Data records
>> BEGIN

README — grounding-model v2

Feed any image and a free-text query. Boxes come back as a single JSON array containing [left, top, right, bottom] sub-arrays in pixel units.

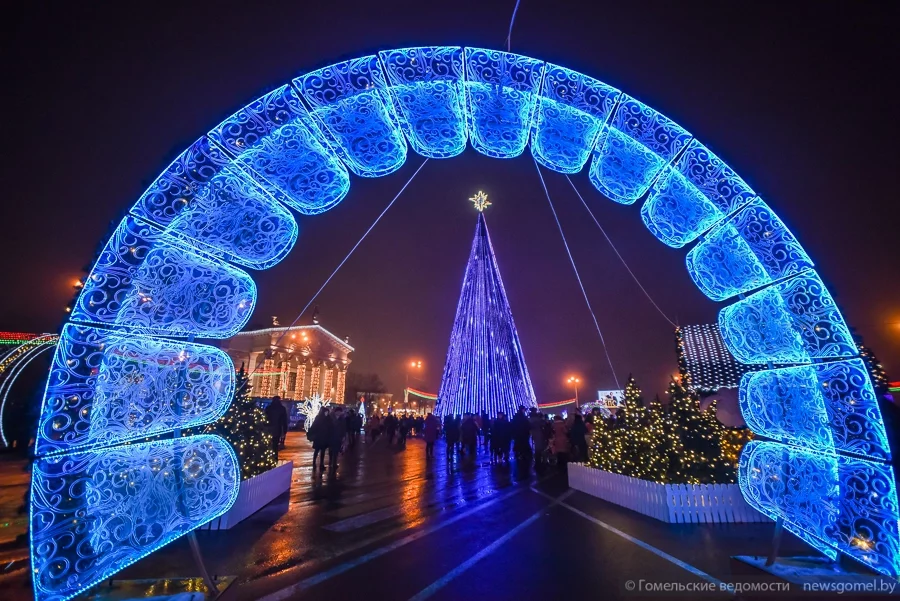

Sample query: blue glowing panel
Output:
[[590, 96, 691, 204], [719, 270, 858, 363], [380, 46, 466, 159], [641, 140, 756, 248], [740, 359, 891, 460], [35, 324, 234, 455], [131, 138, 297, 269], [465, 48, 544, 159], [531, 63, 621, 173], [31, 436, 240, 601], [72, 217, 256, 338], [719, 286, 809, 364], [738, 441, 900, 575], [687, 198, 813, 301], [294, 56, 406, 177], [209, 85, 350, 215]]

>> END

**Aim of the task:** Express all of the records above as a JSON list of strings with one string per line, skipping blank lines and leaving out the picture.

**Result for this task:**
[
  "README — grounding-model v2",
  "Feed any image and a free-text query. Boxes come back as a single JSON array containing [left, top, right, bottom] sub-arrays in pixel units.",
  "Sample query: blue glowing panel",
  "Output:",
  "[[590, 96, 691, 204], [719, 270, 858, 363], [380, 46, 466, 159], [641, 140, 756, 248], [740, 359, 891, 460], [35, 324, 234, 455], [131, 138, 297, 269], [465, 48, 544, 159], [531, 63, 621, 173], [31, 436, 240, 601], [72, 217, 256, 338], [719, 286, 809, 364], [738, 441, 900, 575], [687, 198, 813, 301], [294, 56, 406, 177], [209, 85, 350, 215]]"
]